WORK ORDER.
Identify all lines of the data containing the string "brown" and copy them.

DATASET RECORDS.
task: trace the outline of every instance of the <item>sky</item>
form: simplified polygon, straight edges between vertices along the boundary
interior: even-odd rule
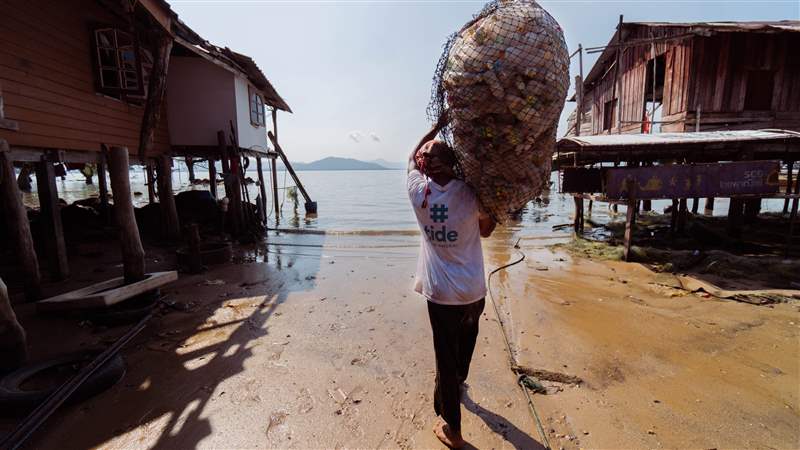
[[[278,136],[292,161],[404,161],[430,129],[436,63],[483,1],[170,0],[192,29],[251,56],[291,107]],[[800,0],[540,1],[578,44],[605,45],[626,22],[798,20]],[[588,73],[598,54],[585,55]],[[572,60],[570,80],[578,73]],[[570,88],[570,95],[573,89]],[[575,108],[567,103],[559,125]]]

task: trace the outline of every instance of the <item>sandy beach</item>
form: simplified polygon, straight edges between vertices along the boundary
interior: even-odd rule
[[[122,381],[61,409],[30,447],[441,448],[430,325],[411,291],[416,239],[284,233],[182,275],[162,291],[172,307],[125,350]],[[484,241],[487,270],[518,258],[516,240],[500,229]],[[521,240],[525,260],[491,288],[515,360],[583,383],[532,395],[545,440],[487,301],[463,399],[470,445],[800,444],[800,307],[689,294],[638,264],[554,252],[563,240]],[[148,268],[168,264],[166,251],[148,249]],[[112,250],[84,253],[76,283],[120,270]],[[124,331],[20,310],[36,356]],[[45,328],[63,340],[40,338]]]

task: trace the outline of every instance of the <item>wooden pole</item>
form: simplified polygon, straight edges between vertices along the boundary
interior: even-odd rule
[[[628,207],[625,212],[625,237],[623,241],[622,257],[625,261],[630,261],[631,256],[631,241],[633,241],[633,231],[636,226],[636,206],[639,203],[636,200],[636,184],[633,180],[628,180]]]
[[[794,171],[794,161],[786,162],[787,175],[786,175],[786,194],[792,193],[792,172]],[[800,175],[798,176],[800,177]],[[783,214],[789,211],[789,199],[783,201]]]
[[[3,139],[0,139],[0,197],[0,205],[5,208],[2,215],[10,232],[11,245],[22,269],[25,297],[29,301],[39,300],[42,297],[39,260],[33,246],[28,214],[14,176],[8,143]]]
[[[39,191],[39,208],[41,209],[44,248],[50,265],[50,273],[54,281],[69,276],[67,246],[64,244],[64,227],[61,224],[61,208],[58,205],[58,188],[53,163],[47,156],[42,156],[36,167],[36,187]]]
[[[688,214],[687,201],[685,198],[680,199],[678,207],[678,233],[686,231],[686,216]]]
[[[692,198],[692,214],[697,214],[697,210],[700,208],[700,199],[697,197]]]
[[[650,33],[652,38],[652,33]],[[650,134],[653,134],[653,128],[655,128],[655,120],[656,120],[656,74],[658,73],[657,60],[656,60],[656,44],[655,42],[650,43],[650,56],[653,58],[653,102],[650,104]]]
[[[208,158],[208,190],[211,196],[217,199],[217,166],[213,157]]]
[[[150,161],[146,161],[145,164],[145,171],[147,173],[147,198],[152,205],[156,202],[156,177],[153,173],[153,165]]]
[[[169,69],[169,55],[172,52],[173,38],[168,33],[162,32],[153,41],[150,49],[153,55],[153,67],[150,69],[147,99],[142,114],[142,125],[139,129],[139,160],[142,162],[145,160],[147,151],[153,147],[153,136],[161,118],[164,94],[167,91],[167,70]]]
[[[167,155],[158,157],[158,203],[161,205],[164,236],[169,240],[180,239],[178,209],[172,192],[172,158]]]
[[[1,98],[1,97],[0,97]],[[10,372],[28,359],[25,330],[17,320],[8,289],[0,279],[0,373]]]
[[[261,194],[259,211],[261,211],[261,221],[267,222],[267,187],[264,186],[264,167],[261,165],[261,157],[256,157],[256,169],[258,170],[258,189]]]
[[[108,173],[114,194],[114,219],[119,228],[125,282],[133,283],[144,279],[144,248],[133,212],[128,168],[128,149],[111,147],[108,151]]]
[[[186,164],[186,170],[189,172],[189,183],[194,184],[196,180],[194,176],[194,158],[191,156],[184,156],[183,161]]]
[[[222,179],[225,186],[225,197],[231,199],[230,187],[230,173],[231,165],[228,161],[228,142],[225,140],[225,132],[222,130],[217,131],[217,148],[219,148],[219,157],[222,161]]]
[[[281,218],[281,205],[278,203],[278,158],[272,158],[272,203],[275,208],[275,223]],[[284,169],[286,170],[286,169]]]
[[[619,80],[619,65],[622,59],[622,14],[619,15],[619,25],[617,25],[617,59],[614,64],[614,86],[611,91],[611,100],[616,101],[617,105],[617,134],[622,133],[622,99],[617,99],[617,92],[619,91],[622,97],[622,89],[617,89]]]
[[[100,158],[97,163],[97,187],[100,189],[100,211],[103,216],[103,221],[106,225],[111,223],[111,208],[108,207],[108,177],[106,176],[106,169],[108,163],[106,162],[108,155],[108,148],[103,145],[100,152]]]
[[[190,223],[187,227],[187,241],[189,244],[189,273],[200,273],[203,271],[203,259],[200,256],[200,227],[196,223]]]
[[[575,201],[575,221],[573,223],[573,228],[577,234],[583,231],[583,197],[573,195],[572,199]]]
[[[575,126],[575,136],[581,135],[581,125],[583,124],[583,45],[578,44],[578,83],[575,86],[578,94],[578,114],[576,119],[578,124]]]
[[[732,198],[728,206],[728,234],[739,237],[742,234],[742,210],[744,200]]]
[[[707,197],[706,198],[706,208],[703,213],[707,216],[714,215],[714,197]]]
[[[678,199],[672,199],[672,209],[670,210],[669,232],[675,234],[678,230]]]

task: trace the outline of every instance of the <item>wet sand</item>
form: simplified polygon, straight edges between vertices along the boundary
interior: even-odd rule
[[[563,236],[524,238],[526,260],[492,279],[517,361],[584,380],[533,395],[553,448],[800,446],[796,304],[687,294],[637,264],[553,253]],[[416,239],[283,234],[270,242],[288,245],[181,276],[164,289],[177,309],[129,345],[123,380],[29,447],[443,448],[427,311],[410,291]],[[487,269],[517,258],[516,239],[485,242]],[[487,302],[465,438],[537,448],[500,333]]]

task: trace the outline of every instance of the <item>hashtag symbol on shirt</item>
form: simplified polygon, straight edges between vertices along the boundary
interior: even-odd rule
[[[431,220],[444,223],[447,220],[447,205],[434,203],[433,208],[431,208]]]

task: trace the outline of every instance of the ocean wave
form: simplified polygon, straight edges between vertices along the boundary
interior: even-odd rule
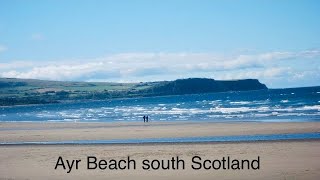
[[[252,109],[248,107],[231,107],[231,108],[215,107],[215,108],[210,108],[210,111],[230,114],[230,113],[237,113],[237,112],[249,112],[249,111],[252,111]]]
[[[310,114],[305,114],[305,113],[281,113],[278,116],[307,116]]]
[[[318,110],[320,111],[320,105],[314,105],[314,106],[303,106],[301,108],[296,108],[296,110]]]
[[[262,105],[262,104],[269,104],[271,101],[270,99],[267,100],[261,100],[261,101],[253,101],[252,103],[255,105]]]
[[[245,105],[245,104],[251,104],[252,102],[249,101],[234,101],[230,102],[230,104],[235,104],[235,105]]]
[[[287,108],[281,108],[281,107],[277,107],[277,108],[273,108],[273,111],[278,111],[278,112],[292,112],[296,110],[295,108],[292,107],[287,107]]]
[[[64,119],[49,119],[47,122],[74,122],[74,120],[64,120]]]
[[[54,121],[54,120],[52,120],[52,121]],[[77,122],[77,121],[81,121],[81,119],[80,118],[78,118],[78,119],[74,119],[74,118],[65,118],[65,119],[63,119],[63,121],[66,121],[66,122]]]
[[[39,118],[50,118],[50,117],[56,117],[55,114],[44,114],[44,113],[38,113],[35,115],[36,117]]]
[[[62,117],[70,118],[70,119],[79,119],[82,117],[81,114],[63,114]]]
[[[268,117],[270,116],[271,114],[253,114],[254,117]]]
[[[270,111],[270,107],[268,107],[268,106],[257,107],[256,111],[258,111],[258,112],[267,112],[267,111]]]
[[[291,93],[296,93],[292,95]],[[262,119],[320,120],[319,89],[302,92],[270,90],[255,94],[183,95],[157,99],[115,100],[110,103],[70,103],[41,105],[35,108],[0,109],[0,121],[141,121],[149,115],[155,121],[225,120],[255,121]],[[299,92],[299,93],[298,93]],[[190,99],[188,98],[190,96]],[[290,98],[288,98],[290,97]],[[123,103],[121,103],[123,102]],[[234,119],[232,119],[234,118]]]

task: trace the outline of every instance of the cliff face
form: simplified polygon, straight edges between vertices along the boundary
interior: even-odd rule
[[[206,78],[178,79],[160,83],[150,89],[148,93],[156,95],[171,94],[196,94],[210,92],[226,91],[249,91],[268,89],[266,85],[260,83],[257,79],[216,81]]]

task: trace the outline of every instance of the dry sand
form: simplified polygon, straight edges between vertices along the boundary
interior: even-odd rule
[[[259,143],[97,145],[97,146],[1,146],[0,179],[272,179],[319,180],[320,141]],[[87,170],[86,157],[121,159],[130,156],[136,170]],[[216,159],[230,156],[253,159],[260,156],[260,170],[193,170],[191,158]],[[78,170],[54,169],[59,156],[82,159]],[[150,170],[139,167],[143,159],[179,156],[185,170]]]
[[[0,142],[186,137],[271,133],[320,132],[320,123],[1,123]],[[320,140],[189,143],[145,145],[1,145],[0,180],[3,179],[320,179]],[[191,158],[254,159],[260,170],[193,170]],[[55,170],[59,156],[82,159],[78,170]],[[136,170],[87,170],[86,157],[122,159],[130,156]],[[179,156],[185,170],[141,169],[143,159]]]

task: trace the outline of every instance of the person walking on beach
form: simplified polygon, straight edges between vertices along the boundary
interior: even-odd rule
[[[143,116],[143,122],[144,123],[146,122],[146,116]]]
[[[146,121],[147,121],[147,122],[149,121],[149,116],[146,117]]]

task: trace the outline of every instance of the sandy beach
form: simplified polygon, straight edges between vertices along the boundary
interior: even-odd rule
[[[320,132],[297,123],[0,123],[1,142],[101,140]]]
[[[99,140],[320,132],[320,123],[1,123],[1,142]],[[310,179],[320,177],[320,140],[242,143],[1,145],[0,179]],[[81,159],[78,170],[54,169],[58,157]],[[87,156],[137,161],[135,170],[88,170]],[[144,159],[179,156],[184,170],[143,170]],[[193,170],[194,156],[261,159],[259,170]],[[139,164],[140,162],[140,164]]]
[[[303,179],[320,177],[320,141],[284,141],[256,143],[97,145],[97,146],[2,146],[0,179]],[[257,158],[260,170],[193,170],[193,156],[214,159]],[[67,173],[54,169],[59,156],[82,159],[121,159],[127,156],[137,162],[143,159],[170,159],[179,156],[186,161],[185,170],[78,170]],[[139,163],[138,163],[139,164]],[[139,165],[137,165],[139,166]]]

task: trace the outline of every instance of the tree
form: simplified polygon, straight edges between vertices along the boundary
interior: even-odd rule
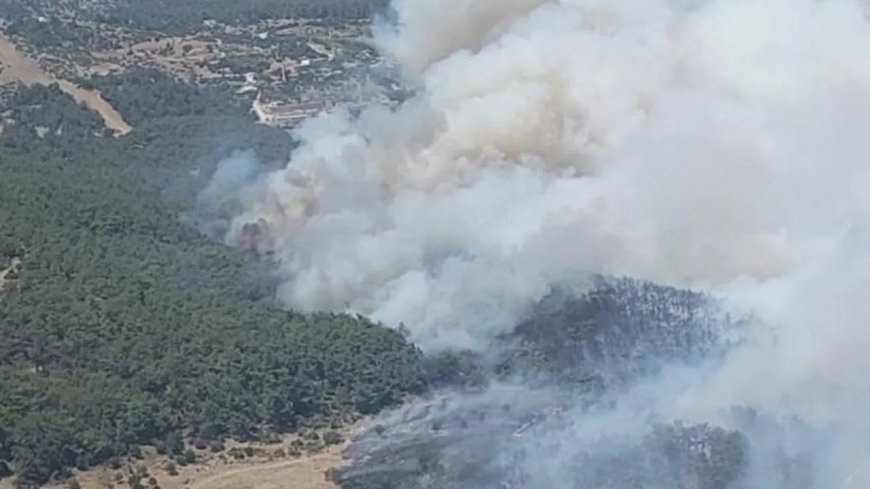
[[[137,81],[149,86],[122,86]],[[157,440],[187,463],[183,433],[247,439],[425,388],[400,334],[275,310],[265,264],[179,219],[238,145],[284,158],[283,131],[154,113],[111,138],[56,88],[21,90],[22,123],[0,133],[0,253],[22,259],[0,300],[0,460],[24,485],[117,466]],[[40,139],[28,124],[64,130]],[[203,141],[220,144],[204,156]]]
[[[171,431],[166,435],[166,452],[171,456],[181,455],[184,453],[184,441],[177,431]]]
[[[338,445],[344,438],[337,431],[327,431],[323,434],[323,442],[327,445]]]
[[[196,454],[193,452],[193,450],[188,448],[184,451],[184,455],[182,455],[182,461],[188,465],[192,464],[196,462]]]

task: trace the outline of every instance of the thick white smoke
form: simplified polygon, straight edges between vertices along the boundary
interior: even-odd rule
[[[847,425],[836,474],[870,452],[862,3],[394,3],[376,37],[419,95],[304,123],[235,221],[260,223],[281,299],[438,349],[506,331],[568,270],[702,287],[776,340],[672,409]]]

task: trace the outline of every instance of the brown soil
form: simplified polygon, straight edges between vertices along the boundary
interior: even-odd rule
[[[142,461],[160,489],[338,489],[326,479],[326,471],[340,466],[343,446],[330,447],[320,453],[280,460],[251,459],[222,461],[213,458],[202,463],[178,467],[178,475],[166,473],[165,457],[150,455]],[[75,474],[82,489],[124,489],[127,469],[95,469]],[[63,483],[44,489],[67,489]],[[0,481],[0,489],[14,489],[12,479]]]
[[[163,457],[145,460],[149,477],[153,477],[160,489],[338,489],[326,480],[326,471],[341,465],[341,447],[303,455],[285,460],[220,461],[213,459],[204,463],[178,467],[178,475],[171,476],[164,470]],[[129,487],[126,478],[129,472],[121,470],[89,470],[76,474],[82,489],[107,489]],[[119,477],[120,474],[120,477]],[[121,482],[119,482],[119,478]],[[147,479],[147,477],[146,477]],[[142,481],[146,486],[147,480]],[[0,489],[12,489],[0,483]],[[66,489],[65,484],[46,486],[45,489]]]
[[[190,489],[335,489],[325,473],[341,465],[338,448],[304,456],[296,460],[254,464],[233,470],[218,470],[213,475],[198,478]],[[166,487],[166,486],[162,486]]]
[[[50,85],[57,83],[61,90],[72,96],[76,102],[85,104],[100,114],[106,127],[117,134],[127,134],[132,127],[124,121],[99,92],[85,90],[67,80],[57,79],[46,73],[39,64],[22,54],[7,37],[0,34],[0,83],[21,82],[30,85]]]
[[[353,428],[344,431],[350,435]],[[153,448],[144,448],[142,460],[124,463],[117,470],[100,467],[85,472],[74,471],[75,480],[81,489],[125,489],[130,467],[145,467],[148,475],[142,480],[146,487],[153,477],[160,489],[339,489],[326,479],[326,472],[344,463],[342,452],[347,442],[325,448],[316,453],[300,456],[276,457],[279,449],[291,451],[298,437],[288,435],[280,443],[272,445],[228,442],[222,453],[200,450],[197,463],[177,466],[177,475],[166,471],[166,456],[157,455]],[[243,460],[230,456],[234,448],[252,447],[255,455]],[[67,489],[67,484],[55,483],[43,489]],[[15,489],[13,479],[0,481],[0,489]]]

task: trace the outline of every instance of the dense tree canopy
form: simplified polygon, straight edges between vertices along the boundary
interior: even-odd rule
[[[171,116],[244,117],[251,107],[226,86],[191,85],[153,68],[97,76],[82,85],[99,90],[134,126]]]
[[[206,20],[240,25],[293,18],[337,25],[386,13],[388,4],[388,0],[0,0],[0,12],[10,21],[10,33],[27,38],[34,46],[103,49],[113,47],[106,44],[108,38],[94,36],[93,31],[77,29],[57,17],[176,35],[196,31]]]
[[[0,463],[19,480],[139,444],[345,419],[423,388],[400,333],[270,307],[264,264],[184,222],[209,165],[236,144],[286,155],[283,132],[143,116],[115,139],[56,88],[10,100],[0,255],[20,265],[0,296]]]
[[[386,0],[125,0],[110,10],[110,17],[155,30],[185,30],[204,20],[250,23],[276,18],[302,18],[328,22],[369,19],[386,9]]]

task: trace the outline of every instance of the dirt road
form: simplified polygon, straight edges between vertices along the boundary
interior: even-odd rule
[[[194,480],[190,489],[336,489],[324,473],[341,465],[341,455],[330,450],[297,460],[256,464],[218,472]]]
[[[162,489],[339,489],[326,480],[328,469],[344,463],[341,456],[345,445],[333,446],[320,453],[303,455],[292,459],[222,460],[213,454],[193,465],[178,467],[178,475],[169,475],[165,470],[166,458],[148,453],[137,464],[148,469]],[[119,487],[118,480],[127,477],[125,469],[111,470],[107,467],[86,472],[75,471],[75,479],[82,489],[110,489]],[[120,476],[120,479],[119,479]],[[50,484],[43,489],[67,489],[63,482]],[[0,489],[15,489],[12,479],[0,481]]]
[[[133,128],[124,118],[98,93],[85,90],[67,80],[60,80],[46,73],[39,64],[18,51],[15,44],[0,33],[0,83],[21,82],[30,85],[50,85],[57,83],[61,90],[68,93],[76,102],[84,103],[86,107],[100,114],[106,127],[118,135],[127,134]]]

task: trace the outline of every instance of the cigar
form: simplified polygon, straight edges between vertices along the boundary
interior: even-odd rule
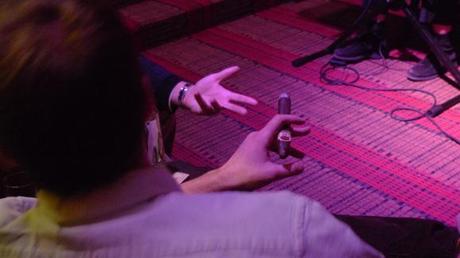
[[[282,93],[278,99],[278,114],[291,113],[291,98],[287,93]],[[278,155],[285,159],[289,153],[289,145],[291,143],[291,131],[289,125],[283,126],[278,133]]]

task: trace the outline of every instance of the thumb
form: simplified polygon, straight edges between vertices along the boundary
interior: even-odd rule
[[[301,161],[287,163],[284,165],[291,174],[299,174],[305,170],[305,165]]]
[[[275,171],[277,177],[297,175],[302,173],[304,169],[305,166],[300,161],[285,164],[273,163],[273,170]]]

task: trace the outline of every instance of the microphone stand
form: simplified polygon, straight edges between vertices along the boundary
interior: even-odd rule
[[[356,24],[357,25],[357,24]],[[330,55],[334,53],[334,50],[340,46],[345,40],[347,40],[348,37],[353,34],[356,26],[350,27],[348,30],[346,30],[338,39],[336,39],[334,42],[332,42],[329,46],[327,46],[325,49],[317,51],[313,54],[305,55],[303,57],[299,57],[295,60],[292,61],[292,66],[294,67],[300,67],[306,63],[310,63],[313,60],[316,60],[320,57],[323,57],[325,55]]]
[[[305,55],[302,57],[299,57],[295,60],[292,61],[292,66],[294,67],[300,67],[306,63],[309,63],[313,60],[316,60],[320,57],[323,57],[325,55],[329,55],[334,53],[334,50],[340,46],[347,38],[355,32],[356,28],[361,24],[362,21],[365,20],[367,17],[368,13],[370,12],[371,5],[373,3],[373,0],[370,0],[367,2],[366,7],[364,8],[364,11],[360,14],[360,16],[353,22],[353,24],[346,30],[344,31],[334,42],[332,42],[329,46],[327,46],[325,49],[317,51],[313,54]]]
[[[365,21],[368,16],[372,15],[372,5],[375,1],[378,0],[369,0],[367,5],[364,7],[364,11],[359,15],[359,17],[353,22],[353,24],[345,30],[334,42],[332,42],[329,46],[325,49],[317,51],[313,54],[305,55],[303,57],[299,57],[292,61],[292,66],[300,67],[306,63],[309,63],[313,60],[316,60],[320,57],[325,55],[329,55],[334,53],[334,50],[343,44],[352,34],[355,32],[356,28],[361,24],[361,22]],[[388,1],[388,0],[385,0]]]
[[[422,38],[422,40],[429,46],[431,52],[435,55],[435,57],[438,59],[439,63],[448,71],[452,74],[454,77],[455,83],[454,87],[460,90],[460,72],[457,70],[457,67],[453,64],[452,61],[447,57],[447,55],[442,51],[439,46],[436,44],[436,41],[433,39],[433,36],[431,33],[422,25],[420,24],[417,15],[404,0],[396,0],[398,1],[398,5],[400,8],[402,8],[404,14],[407,16],[409,19],[411,25],[417,32],[417,34]],[[412,6],[416,6],[414,2],[418,1],[413,1]],[[322,56],[332,54],[334,53],[334,50],[340,46],[351,34],[353,34],[354,30],[356,29],[357,25],[363,20],[364,16],[367,15],[368,11],[370,8],[370,4],[366,6],[365,11],[361,14],[361,16],[353,23],[353,25],[347,29],[345,32],[341,34],[341,36],[336,39],[332,44],[327,46],[325,49],[317,51],[313,54],[309,54],[300,58],[297,58],[292,61],[292,65],[294,67],[300,67],[306,63],[309,63],[317,58],[320,58]],[[447,100],[446,102],[442,104],[438,104],[433,106],[430,110],[428,110],[427,115],[431,117],[436,117],[443,113],[444,111],[450,109],[451,107],[457,105],[460,103],[460,95],[457,95],[453,97],[452,99]]]

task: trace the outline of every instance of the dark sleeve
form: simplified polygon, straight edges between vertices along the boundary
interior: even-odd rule
[[[182,79],[142,55],[139,58],[139,63],[142,71],[149,77],[158,110],[160,112],[169,111],[169,95],[174,86]]]

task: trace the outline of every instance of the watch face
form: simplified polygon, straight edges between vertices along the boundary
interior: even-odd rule
[[[184,86],[182,86],[182,88],[180,88],[180,91],[179,91],[179,97],[178,97],[178,101],[179,101],[179,104],[182,105],[182,101],[184,100],[185,98],[185,94],[187,93],[188,91],[188,86],[190,84],[189,83],[185,83]]]
[[[289,130],[282,130],[278,133],[278,141],[290,142],[292,140],[291,133]]]

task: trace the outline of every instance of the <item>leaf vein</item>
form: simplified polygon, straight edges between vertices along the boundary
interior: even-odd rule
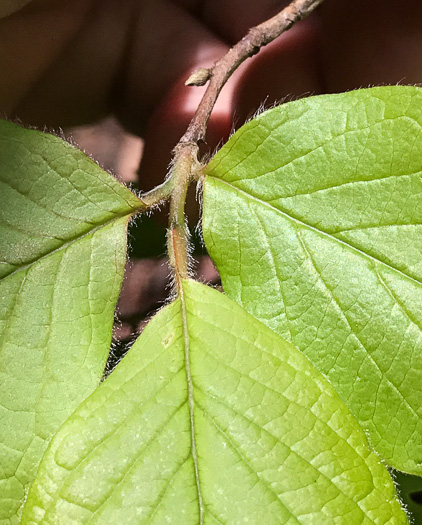
[[[349,327],[349,330],[350,332],[356,337],[356,340],[359,342],[360,346],[362,347],[362,349],[364,350],[365,352],[365,356],[369,359],[369,361],[371,361],[375,367],[377,368],[377,370],[380,372],[380,375],[381,375],[381,380],[379,382],[379,385],[378,385],[378,389],[381,385],[381,381],[382,381],[382,378],[384,378],[387,383],[392,387],[392,390],[395,391],[399,397],[404,401],[406,407],[410,410],[411,413],[413,413],[417,419],[419,419],[419,415],[418,413],[416,412],[416,410],[409,404],[409,402],[407,401],[407,399],[405,398],[405,396],[401,393],[400,389],[394,384],[394,382],[387,376],[387,374],[384,374],[383,371],[381,370],[381,367],[380,365],[378,364],[378,362],[375,360],[375,358],[372,356],[372,354],[366,349],[365,345],[363,344],[363,342],[360,340],[357,332],[353,329],[352,325],[350,324],[350,321],[346,315],[346,313],[344,312],[344,310],[341,308],[336,296],[334,295],[334,292],[333,290],[330,289],[330,287],[327,285],[327,283],[324,281],[323,277],[322,277],[322,274],[321,272],[318,270],[314,260],[313,260],[313,257],[311,255],[311,253],[309,252],[307,246],[306,246],[306,242],[304,239],[302,239],[299,231],[297,231],[297,236],[298,236],[298,239],[300,240],[307,256],[309,257],[309,260],[310,262],[312,263],[313,267],[315,268],[315,271],[318,273],[318,275],[320,276],[321,278],[321,282],[322,284],[325,286],[325,289],[329,292],[330,296],[332,297],[334,303],[336,304],[337,308],[338,308],[338,311],[340,312],[342,318],[344,319],[344,321],[347,323],[348,327]],[[376,407],[374,406],[374,410],[376,409]]]

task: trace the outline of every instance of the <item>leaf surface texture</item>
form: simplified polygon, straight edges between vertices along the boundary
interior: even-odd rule
[[[98,385],[140,201],[53,135],[0,121],[0,523]]]
[[[261,520],[407,522],[387,470],[305,356],[185,281],[55,435],[22,523]]]
[[[226,293],[334,384],[372,444],[422,473],[422,91],[282,105],[206,167]]]

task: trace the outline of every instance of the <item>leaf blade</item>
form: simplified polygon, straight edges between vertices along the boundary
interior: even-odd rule
[[[204,191],[226,292],[304,351],[384,459],[414,473],[421,101],[395,86],[276,108],[216,155]]]
[[[201,505],[204,523],[406,523],[329,383],[235,303],[187,281],[55,436],[22,522],[200,523]]]
[[[101,379],[139,201],[52,135],[1,121],[0,158],[0,523],[17,523],[51,435]]]

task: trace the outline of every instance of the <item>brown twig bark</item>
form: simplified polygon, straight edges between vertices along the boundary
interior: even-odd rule
[[[323,0],[294,0],[277,15],[253,27],[230,51],[209,70],[209,84],[198,109],[180,143],[204,140],[208,121],[224,84],[247,58],[306,18]]]
[[[262,47],[290,29],[293,24],[306,18],[322,2],[323,0],[293,0],[273,18],[250,29],[211,69],[207,71],[201,68],[189,77],[187,85],[203,85],[207,81],[209,83],[185,134],[174,149],[174,191],[171,196],[168,251],[178,289],[181,279],[188,277],[188,239],[184,218],[186,191],[193,171],[197,170],[198,144],[205,138],[218,95],[242,62],[258,53]]]

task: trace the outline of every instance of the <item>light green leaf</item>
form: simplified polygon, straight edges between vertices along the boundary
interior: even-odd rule
[[[22,523],[406,523],[332,386],[211,288],[181,298],[51,441]]]
[[[101,379],[140,201],[61,139],[0,121],[0,523]]]
[[[328,375],[372,444],[422,473],[422,90],[308,98],[206,168],[203,230],[229,296]]]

ANSWER FOR THIS EXERCISE.
task: trace the outline of every instance of the brown soil
task: trace the outline of every instance of the <item>brown twig bark</item>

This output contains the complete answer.